How to Manage Investing Risks?
"To make a mistake
is only human; to persist in a mistake is idiotic." - Cicero (106 - 43BC)
Reduce your risks by:
Setting your sights on
the long term, patiently riding with the ups and downs!
If you have the time to be patient, you can benefit from time
diversification. The more numerous good years for stocks outweigh the bad,
pulling your return up.
Thus, if you hold equities for many years, you can expect to
realize significant positive growth in your wealth.
Weeding out your
laggards!
Don't be too patient with laggards. This is the management risk
referred to earlier. Underperforming the market benchmarks is a big risk to
which many people are oblivious.
The more years you remain with a subpar performer, the greater
the damage to your nest egg. Weed out funds that have lagged their peers over
the past 18 to 24 months.
Avoiding hard-core market
timing!
It's not uncommon for hard-core market timers to move between
the extremes of 100% stocks during an up market to 100% cash when their
indicators signal a major turning point in prices.
Market timing is especially easy to do with mutual funds. Resist
the temptation.

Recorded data
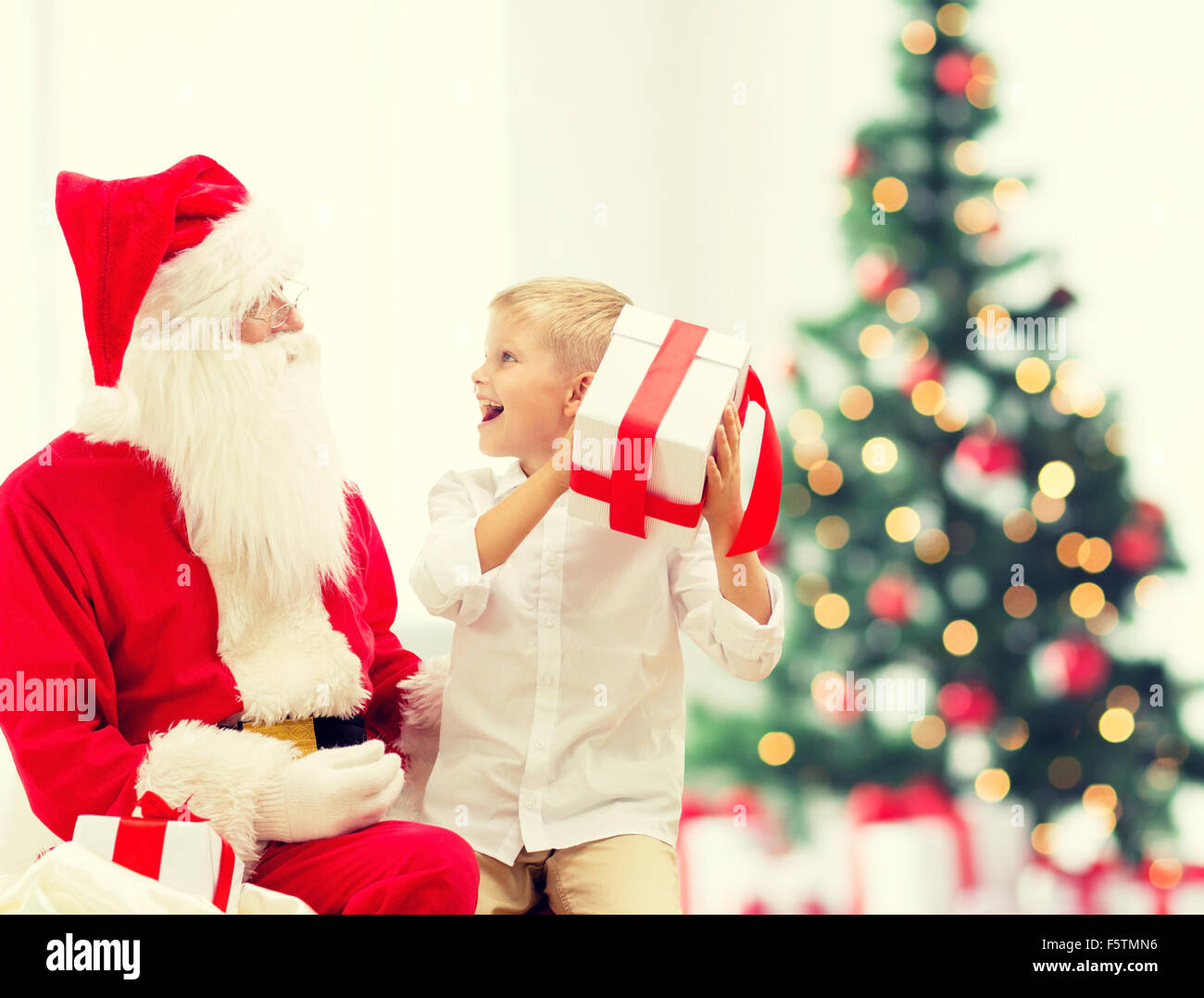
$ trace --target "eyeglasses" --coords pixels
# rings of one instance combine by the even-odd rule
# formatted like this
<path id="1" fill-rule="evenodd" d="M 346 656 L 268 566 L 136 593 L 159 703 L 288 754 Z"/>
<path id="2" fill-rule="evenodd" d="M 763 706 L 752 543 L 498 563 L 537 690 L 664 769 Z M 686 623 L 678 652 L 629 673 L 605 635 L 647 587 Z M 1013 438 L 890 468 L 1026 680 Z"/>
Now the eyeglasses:
<path id="1" fill-rule="evenodd" d="M 278 288 L 273 294 L 273 297 L 281 299 L 284 305 L 273 309 L 267 317 L 247 315 L 246 319 L 255 319 L 260 323 L 267 323 L 267 327 L 272 330 L 272 332 L 282 330 L 289 324 L 289 317 L 293 314 L 293 309 L 301 308 L 301 302 L 308 290 L 308 284 L 302 284 L 299 280 L 285 280 L 284 284 L 281 285 L 281 288 Z"/>

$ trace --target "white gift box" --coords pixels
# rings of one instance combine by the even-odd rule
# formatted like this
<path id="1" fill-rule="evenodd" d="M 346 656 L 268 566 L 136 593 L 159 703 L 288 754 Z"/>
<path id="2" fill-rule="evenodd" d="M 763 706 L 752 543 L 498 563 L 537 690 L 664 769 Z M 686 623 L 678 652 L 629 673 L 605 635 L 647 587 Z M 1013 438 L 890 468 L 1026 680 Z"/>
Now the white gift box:
<path id="1" fill-rule="evenodd" d="M 866 915 L 952 914 L 961 876 L 957 835 L 945 817 L 875 821 L 854 832 Z"/>
<path id="2" fill-rule="evenodd" d="M 219 907 L 226 913 L 238 909 L 242 861 L 207 821 L 83 814 L 76 819 L 72 841 L 211 904 L 224 894 L 225 904 Z"/>
<path id="3" fill-rule="evenodd" d="M 624 306 L 598 370 L 577 411 L 573 461 L 586 472 L 612 478 L 615 467 L 635 471 L 645 483 L 650 501 L 701 503 L 707 479 L 707 457 L 714 450 L 715 427 L 724 406 L 738 403 L 749 373 L 749 344 L 715 330 L 706 330 L 680 385 L 656 427 L 651 453 L 636 442 L 619 443 L 619 427 L 654 358 L 677 324 L 667 315 Z M 697 326 L 689 326 L 697 330 Z M 695 333 L 696 335 L 696 333 Z M 768 426 L 767 426 L 768 429 Z M 610 526 L 610 504 L 578 491 L 572 483 L 568 512 L 600 526 Z M 655 502 L 653 502 L 655 506 Z M 644 536 L 674 548 L 692 547 L 702 522 L 680 525 L 644 516 Z"/>

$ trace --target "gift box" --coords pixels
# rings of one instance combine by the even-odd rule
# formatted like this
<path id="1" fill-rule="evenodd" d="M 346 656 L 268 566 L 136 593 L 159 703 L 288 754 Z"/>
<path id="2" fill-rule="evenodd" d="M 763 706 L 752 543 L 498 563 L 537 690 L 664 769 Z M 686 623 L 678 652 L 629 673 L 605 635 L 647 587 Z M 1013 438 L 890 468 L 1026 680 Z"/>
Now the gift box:
<path id="1" fill-rule="evenodd" d="M 969 826 L 936 781 L 856 786 L 849 819 L 854 914 L 954 914 L 978 886 Z"/>
<path id="2" fill-rule="evenodd" d="M 571 515 L 690 548 L 702 521 L 707 459 L 724 406 L 765 412 L 752 491 L 728 555 L 768 543 L 781 448 L 749 346 L 704 326 L 624 306 L 573 429 Z"/>
<path id="3" fill-rule="evenodd" d="M 72 841 L 223 911 L 237 910 L 242 861 L 203 817 L 190 814 L 187 802 L 172 808 L 150 792 L 138 798 L 135 813 L 79 815 Z"/>

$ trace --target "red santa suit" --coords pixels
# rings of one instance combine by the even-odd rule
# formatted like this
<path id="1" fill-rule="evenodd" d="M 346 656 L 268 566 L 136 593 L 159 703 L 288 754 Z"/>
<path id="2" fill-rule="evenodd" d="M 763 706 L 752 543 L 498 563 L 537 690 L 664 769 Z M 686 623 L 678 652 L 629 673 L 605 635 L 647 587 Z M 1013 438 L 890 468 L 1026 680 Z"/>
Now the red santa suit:
<path id="1" fill-rule="evenodd" d="M 382 821 L 301 843 L 256 835 L 256 802 L 297 749 L 219 725 L 360 716 L 396 751 L 397 684 L 423 663 L 390 631 L 393 572 L 354 486 L 343 494 L 344 575 L 285 597 L 265 583 L 260 598 L 254 572 L 194 550 L 173 451 L 120 378 L 143 297 L 187 287 L 237 315 L 295 265 L 291 246 L 276 246 L 241 184 L 205 157 L 136 181 L 63 175 L 58 207 L 96 388 L 73 431 L 0 486 L 0 697 L 6 686 L 12 697 L 0 698 L 0 726 L 34 814 L 66 839 L 78 815 L 128 815 L 154 791 L 211 820 L 248 879 L 319 913 L 472 913 L 476 857 L 447 829 Z M 159 226 L 149 236 L 148 217 Z M 42 695 L 63 689 L 54 680 L 84 680 L 95 716 L 53 709 L 63 704 Z"/>

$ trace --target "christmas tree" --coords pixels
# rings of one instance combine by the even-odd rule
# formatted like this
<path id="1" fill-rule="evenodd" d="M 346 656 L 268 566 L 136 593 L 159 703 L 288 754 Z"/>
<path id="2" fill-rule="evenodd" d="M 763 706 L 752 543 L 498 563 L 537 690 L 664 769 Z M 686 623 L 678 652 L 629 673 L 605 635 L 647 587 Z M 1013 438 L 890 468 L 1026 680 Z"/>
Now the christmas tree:
<path id="1" fill-rule="evenodd" d="M 970 5 L 905 6 L 907 111 L 857 132 L 843 177 L 857 296 L 799 325 L 789 371 L 765 554 L 792 626 L 762 713 L 692 707 L 691 770 L 795 797 L 931 774 L 1023 801 L 1039 852 L 1074 805 L 1135 861 L 1204 760 L 1163 665 L 1108 638 L 1182 566 L 1114 400 L 1064 353 L 1073 295 L 1007 291 L 1041 255 L 1005 231 L 1032 179 L 993 176 L 976 137 L 997 70 Z"/>

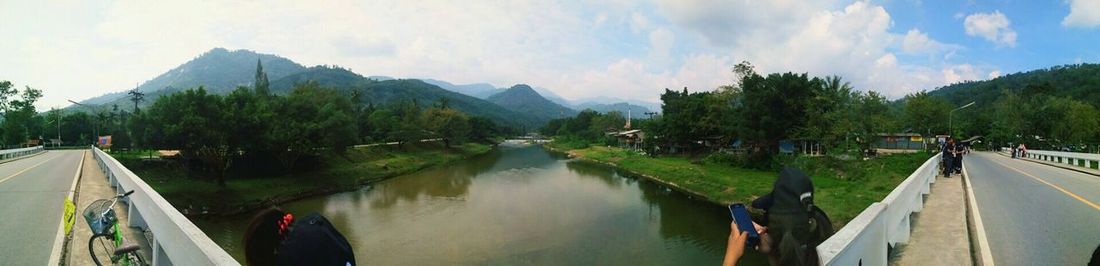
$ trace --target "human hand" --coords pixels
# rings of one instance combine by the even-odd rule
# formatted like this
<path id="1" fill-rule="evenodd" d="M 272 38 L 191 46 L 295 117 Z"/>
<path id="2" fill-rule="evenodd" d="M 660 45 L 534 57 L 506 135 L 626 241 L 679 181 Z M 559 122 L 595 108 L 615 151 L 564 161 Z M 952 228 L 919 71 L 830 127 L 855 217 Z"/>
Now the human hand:
<path id="1" fill-rule="evenodd" d="M 760 235 L 760 242 L 757 243 L 756 250 L 765 254 L 771 253 L 771 237 L 768 236 L 768 226 L 752 222 L 752 228 L 756 228 L 757 234 Z"/>
<path id="2" fill-rule="evenodd" d="M 722 262 L 722 265 L 737 265 L 737 261 L 745 255 L 745 241 L 748 236 L 748 233 L 741 232 L 741 230 L 737 228 L 737 221 L 729 222 L 729 240 L 726 243 L 726 259 Z"/>

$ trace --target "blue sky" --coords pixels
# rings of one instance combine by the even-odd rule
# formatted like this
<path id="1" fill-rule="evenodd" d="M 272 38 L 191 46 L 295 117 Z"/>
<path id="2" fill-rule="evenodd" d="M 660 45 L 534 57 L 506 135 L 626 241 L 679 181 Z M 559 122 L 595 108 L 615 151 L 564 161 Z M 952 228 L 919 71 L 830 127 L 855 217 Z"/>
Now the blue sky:
<path id="1" fill-rule="evenodd" d="M 132 88 L 213 47 L 572 100 L 712 90 L 743 60 L 900 98 L 1098 63 L 1100 1 L 0 0 L 0 79 L 43 89 L 40 108 Z"/>

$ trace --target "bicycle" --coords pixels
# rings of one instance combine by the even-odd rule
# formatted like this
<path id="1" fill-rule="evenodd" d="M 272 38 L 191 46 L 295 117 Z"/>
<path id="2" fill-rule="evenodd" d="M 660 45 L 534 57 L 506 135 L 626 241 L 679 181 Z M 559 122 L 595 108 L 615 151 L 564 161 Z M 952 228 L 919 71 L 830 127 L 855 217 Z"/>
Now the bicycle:
<path id="1" fill-rule="evenodd" d="M 92 232 L 91 239 L 88 240 L 88 253 L 91 254 L 91 261 L 96 265 L 102 266 L 107 262 L 108 265 L 148 265 L 141 256 L 140 245 L 123 241 L 122 231 L 119 230 L 119 219 L 114 214 L 114 204 L 119 199 L 129 197 L 133 192 L 130 190 L 111 199 L 99 199 L 84 209 L 84 219 Z"/>

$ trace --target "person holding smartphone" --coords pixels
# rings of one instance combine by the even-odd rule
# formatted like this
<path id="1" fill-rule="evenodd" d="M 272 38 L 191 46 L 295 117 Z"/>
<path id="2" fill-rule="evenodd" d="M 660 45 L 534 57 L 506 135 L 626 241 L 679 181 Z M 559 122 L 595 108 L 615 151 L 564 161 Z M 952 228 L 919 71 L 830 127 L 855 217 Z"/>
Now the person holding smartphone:
<path id="1" fill-rule="evenodd" d="M 752 200 L 752 208 L 763 210 L 760 225 L 751 219 L 738 219 L 739 204 L 730 206 L 734 222 L 730 223 L 729 240 L 723 265 L 736 265 L 751 243 L 751 232 L 756 230 L 759 243 L 757 251 L 768 254 L 771 265 L 817 265 L 816 246 L 833 235 L 833 223 L 821 208 L 814 204 L 813 182 L 802 170 L 784 167 L 776 180 L 772 191 Z M 737 220 L 750 222 L 752 226 L 740 230 Z M 749 221 L 744 221 L 749 220 Z"/>
<path id="2" fill-rule="evenodd" d="M 757 251 L 768 253 L 766 251 L 760 250 L 761 247 L 766 248 L 767 246 L 770 245 L 769 244 L 770 239 L 768 237 L 768 228 L 761 226 L 756 222 L 752 223 L 752 226 L 756 228 L 757 234 L 760 235 L 760 243 L 758 243 L 756 246 Z M 726 258 L 722 261 L 723 266 L 737 265 L 737 261 L 740 261 L 741 256 L 745 255 L 745 248 L 748 245 L 747 243 L 748 236 L 749 236 L 748 232 L 743 232 L 739 228 L 737 228 L 736 220 L 729 222 L 729 240 L 726 242 Z"/>

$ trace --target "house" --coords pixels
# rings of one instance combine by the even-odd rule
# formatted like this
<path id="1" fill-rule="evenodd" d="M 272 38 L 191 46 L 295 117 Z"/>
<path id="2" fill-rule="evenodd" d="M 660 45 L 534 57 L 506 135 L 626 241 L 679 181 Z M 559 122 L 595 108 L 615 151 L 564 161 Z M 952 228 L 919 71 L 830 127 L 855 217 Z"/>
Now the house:
<path id="1" fill-rule="evenodd" d="M 916 152 L 924 149 L 924 136 L 917 133 L 879 133 L 875 146 L 883 152 Z"/>
<path id="2" fill-rule="evenodd" d="M 641 142 L 646 138 L 646 133 L 641 130 L 628 130 L 614 133 L 619 145 L 627 148 L 641 148 Z"/>

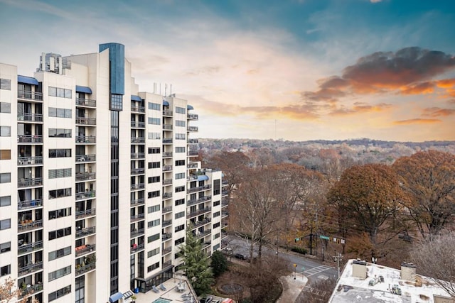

Tasks
A – List the ways to reduce risk that the text on managing investing risks puts forward as headings.
B – Carry on the text on managing investing risks from the point where it stops.

Answers to the exercise
A –
- Setting your sights on the long term, patiently riding with the ups and downs
- Weeding out your laggards
- Avoiding hard-core market timing

B –
Participation in the best up months is far more important than
avoiding the worst down months, and the really dramatic upward surges in stocks
are unpredictable, of short duration, and few and far between. Market timers
risk being in cash when the bull stampedes. Missing out can make a big difference
in your long-run returns.
Being disciplined and
using cost averaging!
Investing monthly in a specific stock is a great way to build
wealth and cope with market ups and downs. Your fixed investments buy more
shares when prices are down and fewer at higher levels.
Cost averaging can help people become more disciplined because
it encourages investing during market nadirs when individuals otherwise might
be too fearful.
A particularly good strategy is to double up on your investments
when prices are depressed, if you're able to. This will help enhance your
long-term performance, by further reducing your average cost per share.